> **TASK INSTRUCTIONS**: Locate the line containing "query | spot the grassy" in the material below; repeat it and every line after it, exactly as written.

> **INFORMATION PROVIDED**:
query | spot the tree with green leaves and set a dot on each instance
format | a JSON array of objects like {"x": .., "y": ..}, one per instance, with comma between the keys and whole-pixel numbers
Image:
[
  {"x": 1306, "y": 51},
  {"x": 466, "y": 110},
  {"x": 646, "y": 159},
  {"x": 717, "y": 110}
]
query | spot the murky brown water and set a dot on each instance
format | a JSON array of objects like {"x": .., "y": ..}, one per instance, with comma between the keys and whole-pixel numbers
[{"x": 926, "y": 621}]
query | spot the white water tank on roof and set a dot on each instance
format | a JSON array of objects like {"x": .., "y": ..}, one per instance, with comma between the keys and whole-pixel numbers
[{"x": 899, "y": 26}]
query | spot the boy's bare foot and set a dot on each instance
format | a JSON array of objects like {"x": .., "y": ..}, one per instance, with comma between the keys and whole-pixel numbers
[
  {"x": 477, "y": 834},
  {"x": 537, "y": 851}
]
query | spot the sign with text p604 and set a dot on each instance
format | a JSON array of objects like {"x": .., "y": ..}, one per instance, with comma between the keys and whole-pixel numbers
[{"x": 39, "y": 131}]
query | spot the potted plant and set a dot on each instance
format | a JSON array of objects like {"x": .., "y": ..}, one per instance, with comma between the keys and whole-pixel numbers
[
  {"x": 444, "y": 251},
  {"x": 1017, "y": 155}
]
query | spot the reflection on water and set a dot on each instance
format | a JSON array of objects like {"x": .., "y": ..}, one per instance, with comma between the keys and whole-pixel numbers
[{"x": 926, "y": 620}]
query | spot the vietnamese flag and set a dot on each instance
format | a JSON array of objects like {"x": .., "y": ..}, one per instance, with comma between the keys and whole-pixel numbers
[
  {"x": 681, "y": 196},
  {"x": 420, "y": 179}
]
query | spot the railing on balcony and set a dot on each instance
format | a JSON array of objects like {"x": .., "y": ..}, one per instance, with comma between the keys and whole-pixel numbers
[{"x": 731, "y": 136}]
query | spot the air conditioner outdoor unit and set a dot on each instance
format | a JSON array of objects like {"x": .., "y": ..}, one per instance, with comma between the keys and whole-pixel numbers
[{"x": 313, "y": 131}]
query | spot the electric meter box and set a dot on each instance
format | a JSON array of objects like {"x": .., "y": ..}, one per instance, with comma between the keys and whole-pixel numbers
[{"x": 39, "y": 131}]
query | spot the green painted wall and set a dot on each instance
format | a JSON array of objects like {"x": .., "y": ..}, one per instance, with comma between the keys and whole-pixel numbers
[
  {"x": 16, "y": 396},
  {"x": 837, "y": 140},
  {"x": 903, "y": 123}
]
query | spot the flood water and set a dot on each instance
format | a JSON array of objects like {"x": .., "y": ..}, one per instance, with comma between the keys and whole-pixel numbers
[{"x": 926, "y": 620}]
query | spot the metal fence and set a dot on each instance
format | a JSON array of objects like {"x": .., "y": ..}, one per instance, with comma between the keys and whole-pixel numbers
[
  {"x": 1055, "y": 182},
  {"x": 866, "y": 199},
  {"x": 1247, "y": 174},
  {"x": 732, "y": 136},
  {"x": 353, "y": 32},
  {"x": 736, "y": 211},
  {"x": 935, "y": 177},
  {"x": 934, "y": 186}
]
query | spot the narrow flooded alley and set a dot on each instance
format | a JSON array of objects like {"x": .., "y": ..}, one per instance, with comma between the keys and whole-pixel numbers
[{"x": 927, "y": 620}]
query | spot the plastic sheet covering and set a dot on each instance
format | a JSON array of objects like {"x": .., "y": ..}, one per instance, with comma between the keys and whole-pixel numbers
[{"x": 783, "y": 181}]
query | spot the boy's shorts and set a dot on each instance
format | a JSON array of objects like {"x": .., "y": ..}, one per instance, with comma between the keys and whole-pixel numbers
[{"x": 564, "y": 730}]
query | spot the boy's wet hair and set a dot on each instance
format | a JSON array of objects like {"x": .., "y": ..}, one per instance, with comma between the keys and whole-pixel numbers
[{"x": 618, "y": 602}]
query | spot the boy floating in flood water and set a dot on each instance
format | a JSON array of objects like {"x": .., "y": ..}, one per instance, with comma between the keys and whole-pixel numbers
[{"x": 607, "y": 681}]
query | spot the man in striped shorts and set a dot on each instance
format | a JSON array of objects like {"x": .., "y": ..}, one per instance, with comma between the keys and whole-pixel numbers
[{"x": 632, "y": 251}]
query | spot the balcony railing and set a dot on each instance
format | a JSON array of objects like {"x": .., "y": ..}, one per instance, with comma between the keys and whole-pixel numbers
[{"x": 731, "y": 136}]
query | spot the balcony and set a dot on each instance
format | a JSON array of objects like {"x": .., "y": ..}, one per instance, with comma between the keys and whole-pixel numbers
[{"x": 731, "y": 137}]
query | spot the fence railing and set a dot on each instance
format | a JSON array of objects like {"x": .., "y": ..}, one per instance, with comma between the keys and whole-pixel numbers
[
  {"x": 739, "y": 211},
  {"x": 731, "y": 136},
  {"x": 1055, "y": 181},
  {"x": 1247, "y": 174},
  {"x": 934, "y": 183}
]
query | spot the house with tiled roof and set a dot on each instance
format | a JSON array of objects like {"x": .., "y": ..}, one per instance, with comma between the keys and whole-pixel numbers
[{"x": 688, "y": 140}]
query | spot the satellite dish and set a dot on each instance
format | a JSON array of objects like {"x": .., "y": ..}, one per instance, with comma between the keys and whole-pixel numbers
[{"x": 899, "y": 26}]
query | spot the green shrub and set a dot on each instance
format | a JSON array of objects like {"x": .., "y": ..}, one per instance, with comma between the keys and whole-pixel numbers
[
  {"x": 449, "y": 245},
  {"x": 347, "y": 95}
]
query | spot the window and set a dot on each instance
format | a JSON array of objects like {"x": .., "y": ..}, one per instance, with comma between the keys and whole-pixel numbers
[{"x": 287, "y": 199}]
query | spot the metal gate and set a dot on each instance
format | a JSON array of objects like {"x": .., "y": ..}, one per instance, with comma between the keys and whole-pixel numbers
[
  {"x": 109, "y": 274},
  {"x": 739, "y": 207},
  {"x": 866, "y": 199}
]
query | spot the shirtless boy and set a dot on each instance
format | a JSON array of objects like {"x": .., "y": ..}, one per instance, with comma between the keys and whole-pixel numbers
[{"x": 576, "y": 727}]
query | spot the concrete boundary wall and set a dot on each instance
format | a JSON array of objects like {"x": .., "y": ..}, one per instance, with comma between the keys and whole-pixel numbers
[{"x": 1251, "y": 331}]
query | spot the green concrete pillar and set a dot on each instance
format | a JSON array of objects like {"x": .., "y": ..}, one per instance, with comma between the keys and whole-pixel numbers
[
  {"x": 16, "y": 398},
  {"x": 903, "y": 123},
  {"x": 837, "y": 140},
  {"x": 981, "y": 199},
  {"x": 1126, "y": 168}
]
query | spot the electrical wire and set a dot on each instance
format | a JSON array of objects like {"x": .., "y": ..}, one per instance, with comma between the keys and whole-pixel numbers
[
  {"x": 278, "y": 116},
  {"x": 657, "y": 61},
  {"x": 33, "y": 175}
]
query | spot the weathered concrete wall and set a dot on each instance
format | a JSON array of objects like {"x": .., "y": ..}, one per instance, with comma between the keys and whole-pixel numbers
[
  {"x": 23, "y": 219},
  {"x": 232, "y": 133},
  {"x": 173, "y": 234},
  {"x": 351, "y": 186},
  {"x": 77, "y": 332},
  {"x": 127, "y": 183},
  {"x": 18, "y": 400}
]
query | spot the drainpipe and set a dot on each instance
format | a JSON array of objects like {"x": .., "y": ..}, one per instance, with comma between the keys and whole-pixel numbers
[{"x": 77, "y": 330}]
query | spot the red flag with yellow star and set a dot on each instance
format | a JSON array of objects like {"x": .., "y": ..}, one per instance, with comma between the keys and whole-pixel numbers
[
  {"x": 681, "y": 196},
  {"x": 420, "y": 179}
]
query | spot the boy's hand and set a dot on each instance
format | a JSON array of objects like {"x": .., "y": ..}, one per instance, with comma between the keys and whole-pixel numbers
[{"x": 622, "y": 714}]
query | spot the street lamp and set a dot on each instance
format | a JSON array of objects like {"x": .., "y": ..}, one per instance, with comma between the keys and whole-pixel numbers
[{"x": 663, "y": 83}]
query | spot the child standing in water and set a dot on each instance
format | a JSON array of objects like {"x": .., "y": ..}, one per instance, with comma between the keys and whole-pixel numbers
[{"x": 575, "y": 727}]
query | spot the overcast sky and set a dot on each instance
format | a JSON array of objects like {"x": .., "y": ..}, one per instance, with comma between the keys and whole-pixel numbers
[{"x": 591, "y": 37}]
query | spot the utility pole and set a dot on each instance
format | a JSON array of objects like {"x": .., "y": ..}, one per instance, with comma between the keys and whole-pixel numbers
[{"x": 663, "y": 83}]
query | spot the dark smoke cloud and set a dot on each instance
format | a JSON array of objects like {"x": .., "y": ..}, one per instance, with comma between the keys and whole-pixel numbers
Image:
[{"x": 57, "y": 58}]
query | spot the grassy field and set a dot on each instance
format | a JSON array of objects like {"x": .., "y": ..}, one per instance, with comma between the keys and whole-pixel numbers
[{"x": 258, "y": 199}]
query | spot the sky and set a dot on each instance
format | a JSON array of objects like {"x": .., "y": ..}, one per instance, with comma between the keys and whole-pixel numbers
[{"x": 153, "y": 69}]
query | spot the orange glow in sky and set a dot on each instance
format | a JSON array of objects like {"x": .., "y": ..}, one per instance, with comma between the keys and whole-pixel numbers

> **RESPONSE TO THE TASK**:
query | spot the grassy field and set a dot on each instance
format | a JSON array of objects like {"x": .., "y": ..}, one per instance, with comma between the keys and whole-pixel numbers
[{"x": 258, "y": 199}]
query | spot the sky and set a dot on each instance
format | a JSON array of objects like {"x": .., "y": ..}, one per instance, with comma between the keys and whole-pixel numbers
[{"x": 153, "y": 69}]
query | spot the orange glow in sky and set a dot on each instance
format | a JSON array of objects like {"x": .., "y": ..}, one per instance, with comma between the keys and whole-pixel numbers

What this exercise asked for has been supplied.